MATERIAL:
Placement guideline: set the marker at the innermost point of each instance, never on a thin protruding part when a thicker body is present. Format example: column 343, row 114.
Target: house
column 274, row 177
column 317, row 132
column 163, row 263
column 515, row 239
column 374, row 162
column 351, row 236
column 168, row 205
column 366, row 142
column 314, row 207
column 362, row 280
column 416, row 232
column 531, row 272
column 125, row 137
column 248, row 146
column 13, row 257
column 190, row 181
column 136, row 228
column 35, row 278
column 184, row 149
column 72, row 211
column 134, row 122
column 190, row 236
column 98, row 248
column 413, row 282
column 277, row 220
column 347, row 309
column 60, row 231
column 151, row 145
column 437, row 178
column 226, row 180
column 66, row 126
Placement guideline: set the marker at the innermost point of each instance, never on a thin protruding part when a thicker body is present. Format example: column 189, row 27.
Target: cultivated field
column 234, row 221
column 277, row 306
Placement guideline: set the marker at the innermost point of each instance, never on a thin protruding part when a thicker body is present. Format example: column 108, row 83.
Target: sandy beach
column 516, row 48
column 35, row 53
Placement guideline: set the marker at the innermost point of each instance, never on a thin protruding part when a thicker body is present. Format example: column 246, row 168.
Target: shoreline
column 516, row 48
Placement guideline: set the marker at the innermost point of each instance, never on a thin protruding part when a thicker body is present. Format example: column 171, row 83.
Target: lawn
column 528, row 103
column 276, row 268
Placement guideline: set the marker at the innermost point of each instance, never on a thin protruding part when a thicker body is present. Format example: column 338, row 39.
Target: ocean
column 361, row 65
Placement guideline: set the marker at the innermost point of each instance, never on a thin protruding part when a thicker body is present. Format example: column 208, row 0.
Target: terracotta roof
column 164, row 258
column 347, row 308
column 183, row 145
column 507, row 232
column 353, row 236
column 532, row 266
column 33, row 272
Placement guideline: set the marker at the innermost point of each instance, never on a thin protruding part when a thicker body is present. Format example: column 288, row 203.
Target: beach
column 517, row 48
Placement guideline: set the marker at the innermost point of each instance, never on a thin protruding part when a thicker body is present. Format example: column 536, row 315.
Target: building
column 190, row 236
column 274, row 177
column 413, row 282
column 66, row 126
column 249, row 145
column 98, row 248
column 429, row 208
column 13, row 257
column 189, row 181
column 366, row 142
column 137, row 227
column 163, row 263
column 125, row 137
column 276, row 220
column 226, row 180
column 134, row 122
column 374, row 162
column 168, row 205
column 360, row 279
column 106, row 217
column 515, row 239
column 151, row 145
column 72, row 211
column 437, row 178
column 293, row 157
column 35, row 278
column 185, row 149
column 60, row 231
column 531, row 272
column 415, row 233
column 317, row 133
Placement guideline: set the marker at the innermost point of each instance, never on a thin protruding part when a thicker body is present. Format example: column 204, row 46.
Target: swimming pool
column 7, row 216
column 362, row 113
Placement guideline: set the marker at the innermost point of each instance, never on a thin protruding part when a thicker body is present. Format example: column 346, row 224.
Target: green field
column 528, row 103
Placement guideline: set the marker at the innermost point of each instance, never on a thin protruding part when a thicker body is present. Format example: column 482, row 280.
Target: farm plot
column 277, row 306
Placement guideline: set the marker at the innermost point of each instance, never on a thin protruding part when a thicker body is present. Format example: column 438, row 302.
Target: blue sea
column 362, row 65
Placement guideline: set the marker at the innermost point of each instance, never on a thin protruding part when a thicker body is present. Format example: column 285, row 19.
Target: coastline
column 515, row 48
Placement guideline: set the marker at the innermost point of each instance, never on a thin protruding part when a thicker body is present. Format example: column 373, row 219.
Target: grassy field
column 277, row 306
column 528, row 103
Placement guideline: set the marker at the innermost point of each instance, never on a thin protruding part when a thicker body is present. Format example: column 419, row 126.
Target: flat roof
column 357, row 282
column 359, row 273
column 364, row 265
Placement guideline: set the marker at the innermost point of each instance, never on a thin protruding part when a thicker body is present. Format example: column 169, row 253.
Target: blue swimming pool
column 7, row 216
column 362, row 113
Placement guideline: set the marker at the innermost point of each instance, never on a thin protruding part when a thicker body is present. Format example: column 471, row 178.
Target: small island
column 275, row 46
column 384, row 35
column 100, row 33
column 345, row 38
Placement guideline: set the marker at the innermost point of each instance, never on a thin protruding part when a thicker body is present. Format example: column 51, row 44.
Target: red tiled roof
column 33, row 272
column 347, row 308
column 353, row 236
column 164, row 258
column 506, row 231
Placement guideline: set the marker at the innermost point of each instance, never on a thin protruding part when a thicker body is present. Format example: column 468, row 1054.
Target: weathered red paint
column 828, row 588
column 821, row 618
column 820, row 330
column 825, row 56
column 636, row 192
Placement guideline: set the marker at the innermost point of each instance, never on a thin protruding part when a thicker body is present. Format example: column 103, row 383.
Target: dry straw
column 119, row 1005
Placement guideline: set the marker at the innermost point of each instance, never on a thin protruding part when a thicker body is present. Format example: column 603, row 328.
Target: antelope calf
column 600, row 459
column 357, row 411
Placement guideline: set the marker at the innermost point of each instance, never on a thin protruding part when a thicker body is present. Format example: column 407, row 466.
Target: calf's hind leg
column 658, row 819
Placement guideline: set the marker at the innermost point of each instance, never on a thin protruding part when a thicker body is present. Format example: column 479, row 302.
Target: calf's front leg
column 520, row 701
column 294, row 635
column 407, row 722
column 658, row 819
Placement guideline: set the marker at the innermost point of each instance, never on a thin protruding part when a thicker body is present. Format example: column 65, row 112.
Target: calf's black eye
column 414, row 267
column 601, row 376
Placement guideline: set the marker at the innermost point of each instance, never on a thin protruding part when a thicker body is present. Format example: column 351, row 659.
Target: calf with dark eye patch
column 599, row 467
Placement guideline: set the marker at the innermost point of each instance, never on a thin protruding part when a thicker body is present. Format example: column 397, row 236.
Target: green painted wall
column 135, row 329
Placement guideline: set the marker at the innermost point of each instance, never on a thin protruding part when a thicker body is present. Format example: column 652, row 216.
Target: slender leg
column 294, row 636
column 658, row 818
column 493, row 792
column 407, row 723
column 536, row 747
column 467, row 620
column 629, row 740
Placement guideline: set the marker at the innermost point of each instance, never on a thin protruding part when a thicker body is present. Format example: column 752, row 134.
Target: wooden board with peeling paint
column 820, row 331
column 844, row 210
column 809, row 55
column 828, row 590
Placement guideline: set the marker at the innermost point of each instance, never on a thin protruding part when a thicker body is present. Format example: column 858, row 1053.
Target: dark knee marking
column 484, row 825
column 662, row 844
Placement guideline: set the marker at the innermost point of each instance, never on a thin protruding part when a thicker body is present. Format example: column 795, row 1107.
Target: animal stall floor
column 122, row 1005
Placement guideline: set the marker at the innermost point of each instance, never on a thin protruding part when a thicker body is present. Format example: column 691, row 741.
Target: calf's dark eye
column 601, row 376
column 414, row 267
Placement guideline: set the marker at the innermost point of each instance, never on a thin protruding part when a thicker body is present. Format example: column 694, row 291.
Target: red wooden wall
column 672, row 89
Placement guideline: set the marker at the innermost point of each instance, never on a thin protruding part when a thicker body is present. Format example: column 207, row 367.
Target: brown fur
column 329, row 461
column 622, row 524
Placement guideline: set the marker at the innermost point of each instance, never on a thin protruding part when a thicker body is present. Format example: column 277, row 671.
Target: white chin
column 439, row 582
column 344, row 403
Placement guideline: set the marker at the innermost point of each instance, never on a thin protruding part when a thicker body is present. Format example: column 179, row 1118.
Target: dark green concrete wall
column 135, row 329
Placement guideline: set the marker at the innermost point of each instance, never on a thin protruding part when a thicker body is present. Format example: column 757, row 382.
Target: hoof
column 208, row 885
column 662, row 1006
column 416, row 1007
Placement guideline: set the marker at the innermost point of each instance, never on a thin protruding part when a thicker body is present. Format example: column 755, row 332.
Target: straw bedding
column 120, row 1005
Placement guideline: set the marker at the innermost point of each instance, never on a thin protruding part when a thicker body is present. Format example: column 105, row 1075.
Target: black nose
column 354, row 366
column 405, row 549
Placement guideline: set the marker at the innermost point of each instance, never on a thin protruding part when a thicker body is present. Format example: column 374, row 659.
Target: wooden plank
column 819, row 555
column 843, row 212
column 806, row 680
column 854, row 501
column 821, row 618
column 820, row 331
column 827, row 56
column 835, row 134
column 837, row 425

---

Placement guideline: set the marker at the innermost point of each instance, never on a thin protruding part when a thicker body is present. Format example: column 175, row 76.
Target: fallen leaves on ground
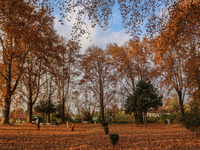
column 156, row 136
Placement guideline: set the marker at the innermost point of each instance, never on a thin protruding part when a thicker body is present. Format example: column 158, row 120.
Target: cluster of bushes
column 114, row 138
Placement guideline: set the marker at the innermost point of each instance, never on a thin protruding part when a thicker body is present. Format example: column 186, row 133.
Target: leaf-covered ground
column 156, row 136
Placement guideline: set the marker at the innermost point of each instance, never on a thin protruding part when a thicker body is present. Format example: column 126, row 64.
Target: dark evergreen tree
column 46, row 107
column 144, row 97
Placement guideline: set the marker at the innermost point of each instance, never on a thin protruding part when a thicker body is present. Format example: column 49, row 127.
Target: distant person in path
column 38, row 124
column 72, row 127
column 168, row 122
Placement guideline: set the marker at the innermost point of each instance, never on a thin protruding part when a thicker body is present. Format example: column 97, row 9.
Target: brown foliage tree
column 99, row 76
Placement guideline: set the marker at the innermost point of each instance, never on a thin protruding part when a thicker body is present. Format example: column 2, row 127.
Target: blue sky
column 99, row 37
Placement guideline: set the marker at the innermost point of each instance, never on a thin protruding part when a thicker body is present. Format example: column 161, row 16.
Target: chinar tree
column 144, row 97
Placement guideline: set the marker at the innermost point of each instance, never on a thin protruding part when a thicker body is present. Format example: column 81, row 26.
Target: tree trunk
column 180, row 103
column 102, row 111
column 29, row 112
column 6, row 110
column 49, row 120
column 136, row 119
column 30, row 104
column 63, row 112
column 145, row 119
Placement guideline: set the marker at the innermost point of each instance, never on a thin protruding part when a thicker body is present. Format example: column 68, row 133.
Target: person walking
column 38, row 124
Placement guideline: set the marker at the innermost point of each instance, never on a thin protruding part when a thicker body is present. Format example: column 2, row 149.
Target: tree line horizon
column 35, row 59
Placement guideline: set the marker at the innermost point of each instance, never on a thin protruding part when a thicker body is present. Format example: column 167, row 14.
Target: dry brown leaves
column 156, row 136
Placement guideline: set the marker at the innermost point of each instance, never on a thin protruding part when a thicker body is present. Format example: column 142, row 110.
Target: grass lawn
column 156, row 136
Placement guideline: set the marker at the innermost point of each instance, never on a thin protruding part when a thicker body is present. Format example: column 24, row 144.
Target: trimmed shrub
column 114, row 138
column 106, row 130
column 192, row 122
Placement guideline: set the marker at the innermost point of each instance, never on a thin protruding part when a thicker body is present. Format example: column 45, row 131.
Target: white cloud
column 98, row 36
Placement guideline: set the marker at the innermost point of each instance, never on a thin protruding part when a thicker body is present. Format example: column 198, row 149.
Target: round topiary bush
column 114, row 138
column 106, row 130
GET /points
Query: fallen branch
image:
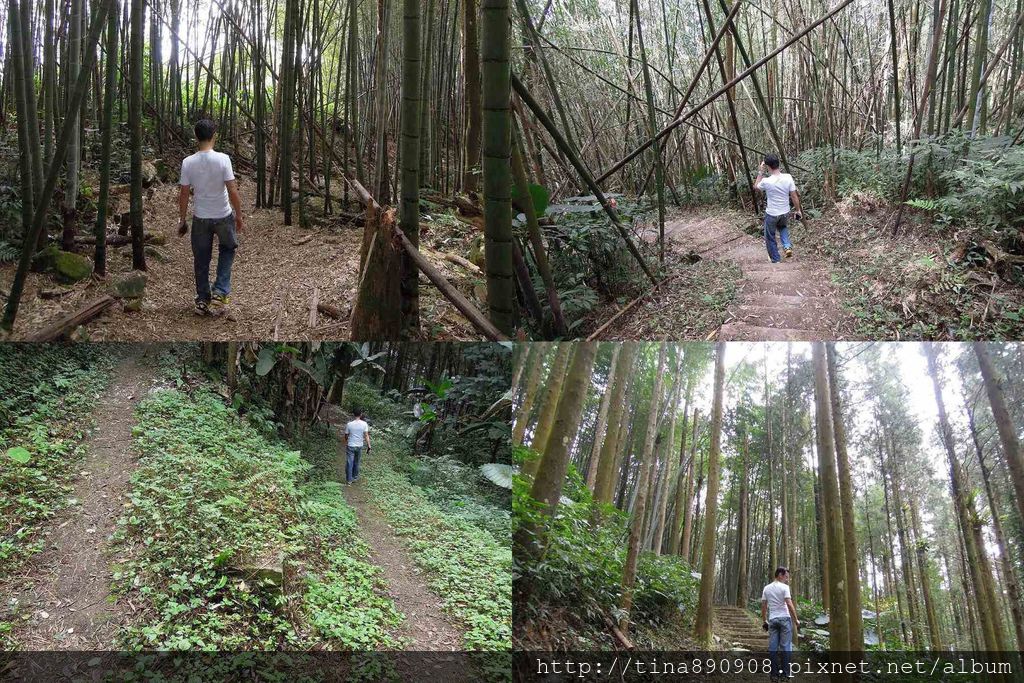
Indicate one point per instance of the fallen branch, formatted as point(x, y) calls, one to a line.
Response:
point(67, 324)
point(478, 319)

WORK TO COMPLETE: Give the data from the line containing "45, row 131." through the line containing "point(478, 319)", both included, as a numbered list without blank lines. Omit the pictures.

RIGHT ANSWER:
1. Placement guideline: set the marker at the innermost point of each instance, never on a thin protruding part when a thicker body is present. Format example: column 45, row 131.
2. Target: white cloud
3. column 98, row 36
4. Placement guideline: set the marker at the innermost point of each instance, never on a thin protruding part when a thicker body is present. Format example: column 198, row 149.
5. Target: round topiary bush
6. column 114, row 138
7. column 106, row 130
8. GET /points
9. Query: fallen branch
10. image:
11. Indicate one point per instance of the fallen branch, formatted as point(x, y) calls, one to a line.
12. Response:
13. point(67, 324)
14. point(478, 319)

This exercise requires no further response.